By Barbara Berkeley
I will miss Tim Russert badly. As a political junkie, I have been riveted by the spectacular fireworks of this year’s presidential race. No one has told the story or shared my passion as well as Tim Russert. He was smart and decent; an everyman whom anyone could relate to. But Tim Russert’s death, just like the deaths of approximately 300,000 other good and decent people each year, was unnecessary. After the tributes, mourning and remembrances....who will focus on that part of the story?
In recalling Russert’s health in recent months, Tom Brokaw commented that there was “the issue of his weight”. The two of them had been on a diet, competing to see who could lose more. But it seems that the competition had lost steam. Brokaw remembered that Russert was “cutting back on the snacks”. But it was too late by then. On Friday the thirteenth, Tim Russert collapsed and died at his desk at NBC. An autopsy showed extensive coronary artery disease. He was 58 and he will never know who won the election that so fascinated him.
I’m a body watcher by profession and for some time I had been noting Russert’s expanding waistline and thin legs. This is the shape that should strike fear into our hearts because it is the shape of heart disease itself.
Ironically, on the very day of Russert’s death, the front page of the New York Times ran a story about a new health initiative in Japan. Health care in Japan is nationalized, and with the population aging the government does not want to find itself awash in medical costs related to obesity. So, it has mandated that companies and local governments measure the waists of all those aged 40 to 74. Moreover, the government has set limits for waist size: 33.5 inches for men and 35.4 inches for women. Those who exceed these limits are given education about weight loss and told to reduce. If they do not, the companies they work for face strong financial penalties. In this way, Japan has tightened the screws on business: do something about your obese employees or pay. How would Americans fare if our government decided to do the same? Poorly. American men have an average waist size of 39 inches and women of 36.5. Virtually no one would pass muster.
......
§ **EXERCISE**: Could you retype the part of the piece on Tim Russert that begins with the words "By Barbara Berkeley" and ends with "of the story?"? The items come from a different source than the piece on Tim Russert.
......
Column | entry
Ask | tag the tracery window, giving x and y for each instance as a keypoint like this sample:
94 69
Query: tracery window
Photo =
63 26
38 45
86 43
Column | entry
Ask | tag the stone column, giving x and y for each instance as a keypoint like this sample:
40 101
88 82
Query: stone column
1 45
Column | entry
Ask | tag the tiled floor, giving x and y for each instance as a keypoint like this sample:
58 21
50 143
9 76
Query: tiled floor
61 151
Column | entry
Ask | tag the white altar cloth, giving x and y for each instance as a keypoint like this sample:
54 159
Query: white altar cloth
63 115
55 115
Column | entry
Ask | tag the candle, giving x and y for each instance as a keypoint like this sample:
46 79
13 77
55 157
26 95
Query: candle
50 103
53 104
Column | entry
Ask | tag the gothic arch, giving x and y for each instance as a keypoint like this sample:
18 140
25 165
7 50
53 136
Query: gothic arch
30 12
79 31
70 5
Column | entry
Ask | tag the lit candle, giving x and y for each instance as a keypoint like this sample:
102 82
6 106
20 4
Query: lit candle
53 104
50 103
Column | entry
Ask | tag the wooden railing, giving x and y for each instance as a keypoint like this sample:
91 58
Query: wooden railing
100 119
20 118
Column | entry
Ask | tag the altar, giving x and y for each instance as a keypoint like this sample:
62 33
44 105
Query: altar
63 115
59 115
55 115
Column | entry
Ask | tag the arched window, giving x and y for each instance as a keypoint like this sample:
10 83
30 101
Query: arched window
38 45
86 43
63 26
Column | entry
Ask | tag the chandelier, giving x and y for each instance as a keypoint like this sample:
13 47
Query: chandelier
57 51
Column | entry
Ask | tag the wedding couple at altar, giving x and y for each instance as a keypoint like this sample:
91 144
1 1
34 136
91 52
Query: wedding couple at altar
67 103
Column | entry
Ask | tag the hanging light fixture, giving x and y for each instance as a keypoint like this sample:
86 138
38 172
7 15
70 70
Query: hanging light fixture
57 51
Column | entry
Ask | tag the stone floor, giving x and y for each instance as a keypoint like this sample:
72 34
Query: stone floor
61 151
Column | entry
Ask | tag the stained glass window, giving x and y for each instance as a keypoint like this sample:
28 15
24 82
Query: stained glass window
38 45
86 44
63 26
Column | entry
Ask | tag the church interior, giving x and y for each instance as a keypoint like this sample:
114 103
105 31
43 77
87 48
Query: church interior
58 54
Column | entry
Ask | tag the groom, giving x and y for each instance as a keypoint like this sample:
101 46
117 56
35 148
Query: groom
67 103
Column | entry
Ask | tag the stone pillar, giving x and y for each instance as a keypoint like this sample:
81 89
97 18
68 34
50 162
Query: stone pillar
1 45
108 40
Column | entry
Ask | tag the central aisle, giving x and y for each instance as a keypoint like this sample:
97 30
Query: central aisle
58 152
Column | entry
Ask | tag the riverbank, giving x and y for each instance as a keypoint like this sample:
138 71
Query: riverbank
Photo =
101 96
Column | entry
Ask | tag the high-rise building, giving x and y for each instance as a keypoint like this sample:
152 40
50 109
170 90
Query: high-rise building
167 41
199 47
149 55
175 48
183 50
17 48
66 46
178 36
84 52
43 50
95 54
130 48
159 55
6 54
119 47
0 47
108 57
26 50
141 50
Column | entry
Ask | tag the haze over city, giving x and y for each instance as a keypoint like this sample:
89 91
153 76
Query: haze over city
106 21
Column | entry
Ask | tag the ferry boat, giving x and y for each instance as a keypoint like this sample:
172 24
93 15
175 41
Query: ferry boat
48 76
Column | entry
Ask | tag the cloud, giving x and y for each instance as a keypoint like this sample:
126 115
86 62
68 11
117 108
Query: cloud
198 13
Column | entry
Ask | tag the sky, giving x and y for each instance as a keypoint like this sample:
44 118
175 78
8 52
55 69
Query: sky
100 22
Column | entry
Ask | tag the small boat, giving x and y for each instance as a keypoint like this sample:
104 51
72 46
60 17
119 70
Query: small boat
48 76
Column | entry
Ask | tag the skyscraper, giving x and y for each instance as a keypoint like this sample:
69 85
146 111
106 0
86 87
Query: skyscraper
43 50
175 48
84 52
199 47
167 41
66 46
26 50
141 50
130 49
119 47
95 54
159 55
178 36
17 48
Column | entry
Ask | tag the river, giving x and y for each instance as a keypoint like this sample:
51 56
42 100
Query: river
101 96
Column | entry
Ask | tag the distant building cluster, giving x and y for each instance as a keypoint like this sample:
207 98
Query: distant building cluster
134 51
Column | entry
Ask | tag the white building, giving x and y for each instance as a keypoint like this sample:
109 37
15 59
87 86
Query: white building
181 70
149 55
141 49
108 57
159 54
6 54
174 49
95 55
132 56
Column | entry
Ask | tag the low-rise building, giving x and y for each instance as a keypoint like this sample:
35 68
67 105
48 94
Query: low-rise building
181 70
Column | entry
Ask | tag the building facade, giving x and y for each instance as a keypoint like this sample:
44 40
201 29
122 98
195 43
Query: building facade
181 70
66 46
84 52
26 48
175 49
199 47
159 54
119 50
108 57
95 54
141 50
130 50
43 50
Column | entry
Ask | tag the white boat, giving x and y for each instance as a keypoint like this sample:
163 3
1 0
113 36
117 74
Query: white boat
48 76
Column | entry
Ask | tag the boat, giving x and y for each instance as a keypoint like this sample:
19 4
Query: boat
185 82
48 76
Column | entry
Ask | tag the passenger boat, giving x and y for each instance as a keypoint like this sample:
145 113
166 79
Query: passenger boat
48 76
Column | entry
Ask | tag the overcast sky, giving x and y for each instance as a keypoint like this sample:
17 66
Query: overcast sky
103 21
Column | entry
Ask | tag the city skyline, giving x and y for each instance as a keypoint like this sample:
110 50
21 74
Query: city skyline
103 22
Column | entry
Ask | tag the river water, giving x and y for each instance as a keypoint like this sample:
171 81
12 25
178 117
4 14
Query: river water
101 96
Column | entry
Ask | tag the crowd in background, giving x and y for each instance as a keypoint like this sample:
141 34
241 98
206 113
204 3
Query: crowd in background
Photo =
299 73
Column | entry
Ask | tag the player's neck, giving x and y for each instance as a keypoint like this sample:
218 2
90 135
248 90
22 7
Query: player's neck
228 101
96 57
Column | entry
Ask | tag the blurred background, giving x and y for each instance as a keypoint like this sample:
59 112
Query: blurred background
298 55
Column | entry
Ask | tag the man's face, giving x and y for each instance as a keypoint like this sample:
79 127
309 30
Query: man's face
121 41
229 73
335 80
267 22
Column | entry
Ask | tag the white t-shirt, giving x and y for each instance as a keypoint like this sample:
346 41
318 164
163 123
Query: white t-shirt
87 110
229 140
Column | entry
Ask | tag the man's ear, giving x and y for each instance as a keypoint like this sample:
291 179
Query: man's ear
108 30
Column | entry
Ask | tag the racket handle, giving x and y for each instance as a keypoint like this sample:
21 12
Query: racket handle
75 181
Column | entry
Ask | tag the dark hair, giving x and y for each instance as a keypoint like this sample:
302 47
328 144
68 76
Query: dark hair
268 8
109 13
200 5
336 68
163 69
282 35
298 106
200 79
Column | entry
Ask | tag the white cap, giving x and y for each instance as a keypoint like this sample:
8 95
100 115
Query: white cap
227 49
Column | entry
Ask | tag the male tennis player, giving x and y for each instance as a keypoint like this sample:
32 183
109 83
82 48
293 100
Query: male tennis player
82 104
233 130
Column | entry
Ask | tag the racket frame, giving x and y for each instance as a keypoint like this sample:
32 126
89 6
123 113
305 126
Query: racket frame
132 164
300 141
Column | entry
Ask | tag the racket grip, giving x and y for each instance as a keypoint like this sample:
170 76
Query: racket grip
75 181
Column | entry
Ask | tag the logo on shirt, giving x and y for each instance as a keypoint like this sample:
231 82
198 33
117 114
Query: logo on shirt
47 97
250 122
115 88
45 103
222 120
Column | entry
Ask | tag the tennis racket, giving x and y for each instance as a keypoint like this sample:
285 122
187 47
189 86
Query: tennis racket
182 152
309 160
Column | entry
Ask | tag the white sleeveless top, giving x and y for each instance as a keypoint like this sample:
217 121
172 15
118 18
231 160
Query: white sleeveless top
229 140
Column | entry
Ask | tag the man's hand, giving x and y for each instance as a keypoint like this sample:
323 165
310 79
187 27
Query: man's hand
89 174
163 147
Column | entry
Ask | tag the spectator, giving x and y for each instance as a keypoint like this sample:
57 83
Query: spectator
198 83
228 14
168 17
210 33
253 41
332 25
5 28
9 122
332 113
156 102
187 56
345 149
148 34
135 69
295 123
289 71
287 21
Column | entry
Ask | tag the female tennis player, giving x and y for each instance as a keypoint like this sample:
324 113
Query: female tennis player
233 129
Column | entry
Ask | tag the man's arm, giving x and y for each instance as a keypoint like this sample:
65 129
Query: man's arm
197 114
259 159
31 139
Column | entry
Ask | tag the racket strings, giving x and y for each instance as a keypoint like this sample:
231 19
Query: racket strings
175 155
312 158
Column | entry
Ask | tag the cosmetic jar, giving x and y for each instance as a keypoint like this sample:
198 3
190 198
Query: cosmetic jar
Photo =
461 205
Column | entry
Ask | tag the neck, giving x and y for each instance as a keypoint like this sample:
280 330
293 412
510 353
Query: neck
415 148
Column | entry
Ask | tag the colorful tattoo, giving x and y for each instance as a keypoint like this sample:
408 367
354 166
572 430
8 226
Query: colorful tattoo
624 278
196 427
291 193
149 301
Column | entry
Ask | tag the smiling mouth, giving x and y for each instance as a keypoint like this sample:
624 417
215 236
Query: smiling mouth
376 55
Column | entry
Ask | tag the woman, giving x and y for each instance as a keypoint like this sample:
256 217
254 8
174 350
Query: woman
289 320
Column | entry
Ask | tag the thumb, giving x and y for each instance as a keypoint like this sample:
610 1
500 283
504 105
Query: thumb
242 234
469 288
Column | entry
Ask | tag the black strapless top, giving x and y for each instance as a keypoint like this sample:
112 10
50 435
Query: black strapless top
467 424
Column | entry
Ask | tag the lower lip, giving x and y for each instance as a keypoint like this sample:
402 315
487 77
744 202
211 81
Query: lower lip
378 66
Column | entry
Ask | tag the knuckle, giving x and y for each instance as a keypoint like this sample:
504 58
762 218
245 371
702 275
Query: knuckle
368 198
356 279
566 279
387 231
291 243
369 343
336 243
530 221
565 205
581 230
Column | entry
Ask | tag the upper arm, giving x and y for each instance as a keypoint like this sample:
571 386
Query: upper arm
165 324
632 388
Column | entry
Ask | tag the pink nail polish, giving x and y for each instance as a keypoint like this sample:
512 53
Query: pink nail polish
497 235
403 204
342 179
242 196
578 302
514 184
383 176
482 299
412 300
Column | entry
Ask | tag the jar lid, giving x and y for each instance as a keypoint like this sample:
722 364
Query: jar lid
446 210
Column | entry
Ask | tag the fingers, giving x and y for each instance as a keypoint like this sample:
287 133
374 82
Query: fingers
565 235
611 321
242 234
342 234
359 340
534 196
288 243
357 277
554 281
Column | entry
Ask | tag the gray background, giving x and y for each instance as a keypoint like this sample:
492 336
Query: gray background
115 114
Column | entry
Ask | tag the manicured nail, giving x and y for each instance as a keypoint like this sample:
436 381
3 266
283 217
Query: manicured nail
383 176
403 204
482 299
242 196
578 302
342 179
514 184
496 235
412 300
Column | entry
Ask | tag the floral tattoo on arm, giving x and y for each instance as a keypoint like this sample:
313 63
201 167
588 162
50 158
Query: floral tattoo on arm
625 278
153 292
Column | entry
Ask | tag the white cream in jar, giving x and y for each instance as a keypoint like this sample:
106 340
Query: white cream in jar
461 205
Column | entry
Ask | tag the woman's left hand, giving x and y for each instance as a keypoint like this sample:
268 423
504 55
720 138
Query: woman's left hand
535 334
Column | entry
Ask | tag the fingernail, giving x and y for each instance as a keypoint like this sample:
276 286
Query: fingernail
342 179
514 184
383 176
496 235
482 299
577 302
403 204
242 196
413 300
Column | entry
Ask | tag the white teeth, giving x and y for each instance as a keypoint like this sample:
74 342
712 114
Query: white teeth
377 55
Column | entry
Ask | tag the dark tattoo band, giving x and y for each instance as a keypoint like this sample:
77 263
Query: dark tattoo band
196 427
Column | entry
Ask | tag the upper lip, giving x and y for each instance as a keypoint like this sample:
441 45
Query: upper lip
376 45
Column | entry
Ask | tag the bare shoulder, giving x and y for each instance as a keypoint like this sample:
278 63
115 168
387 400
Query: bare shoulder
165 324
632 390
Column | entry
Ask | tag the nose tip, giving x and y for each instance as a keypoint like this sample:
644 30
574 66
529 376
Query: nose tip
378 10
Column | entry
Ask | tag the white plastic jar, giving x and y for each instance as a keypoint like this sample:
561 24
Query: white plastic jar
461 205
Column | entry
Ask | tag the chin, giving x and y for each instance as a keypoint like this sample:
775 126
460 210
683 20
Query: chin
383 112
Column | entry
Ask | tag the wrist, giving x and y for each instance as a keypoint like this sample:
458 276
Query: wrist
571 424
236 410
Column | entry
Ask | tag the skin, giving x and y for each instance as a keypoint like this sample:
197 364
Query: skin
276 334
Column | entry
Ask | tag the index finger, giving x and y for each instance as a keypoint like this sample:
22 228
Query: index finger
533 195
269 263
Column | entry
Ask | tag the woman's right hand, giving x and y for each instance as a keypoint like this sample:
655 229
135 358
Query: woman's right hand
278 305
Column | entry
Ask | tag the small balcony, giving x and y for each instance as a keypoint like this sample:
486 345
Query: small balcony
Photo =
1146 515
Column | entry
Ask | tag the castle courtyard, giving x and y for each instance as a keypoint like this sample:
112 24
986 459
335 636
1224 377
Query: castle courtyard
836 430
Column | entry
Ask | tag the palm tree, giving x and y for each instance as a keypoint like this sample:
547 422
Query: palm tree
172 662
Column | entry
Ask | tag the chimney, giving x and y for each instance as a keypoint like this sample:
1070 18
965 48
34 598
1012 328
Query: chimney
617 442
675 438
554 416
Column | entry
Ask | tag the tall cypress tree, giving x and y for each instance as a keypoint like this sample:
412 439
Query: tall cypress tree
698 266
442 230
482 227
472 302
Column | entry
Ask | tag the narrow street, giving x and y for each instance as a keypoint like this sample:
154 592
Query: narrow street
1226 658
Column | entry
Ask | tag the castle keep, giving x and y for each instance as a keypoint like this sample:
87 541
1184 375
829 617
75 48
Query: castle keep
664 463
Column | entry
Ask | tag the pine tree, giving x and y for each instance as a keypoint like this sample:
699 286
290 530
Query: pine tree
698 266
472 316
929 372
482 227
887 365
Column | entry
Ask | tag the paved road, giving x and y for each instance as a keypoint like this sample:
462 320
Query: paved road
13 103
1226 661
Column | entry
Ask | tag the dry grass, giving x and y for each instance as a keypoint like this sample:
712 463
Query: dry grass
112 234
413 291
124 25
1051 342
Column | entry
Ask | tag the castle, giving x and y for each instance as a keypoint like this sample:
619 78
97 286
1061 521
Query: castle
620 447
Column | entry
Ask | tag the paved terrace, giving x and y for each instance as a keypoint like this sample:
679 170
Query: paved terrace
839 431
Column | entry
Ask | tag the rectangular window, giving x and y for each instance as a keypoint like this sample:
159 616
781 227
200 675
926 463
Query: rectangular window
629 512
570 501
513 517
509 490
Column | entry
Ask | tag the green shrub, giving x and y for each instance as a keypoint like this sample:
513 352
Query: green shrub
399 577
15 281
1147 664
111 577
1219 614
......
§ **PROBLEM SOLUTION**:
By Barbara Berkeley
I will miss Tim Russert badly. As a political junkie, I have been riveted by the spectacular fireworks of this year’s presidential race. No one has told the story or shared my passion as well as Tim Russert. He was smart and decent; an everyman whom anyone could relate to. But Tim Russert’s death, just like the deaths of approximately 300,000 other good and decent people each year, was unnecessary. After the tributes, mourning and remembrances....who will focus on that part of the story?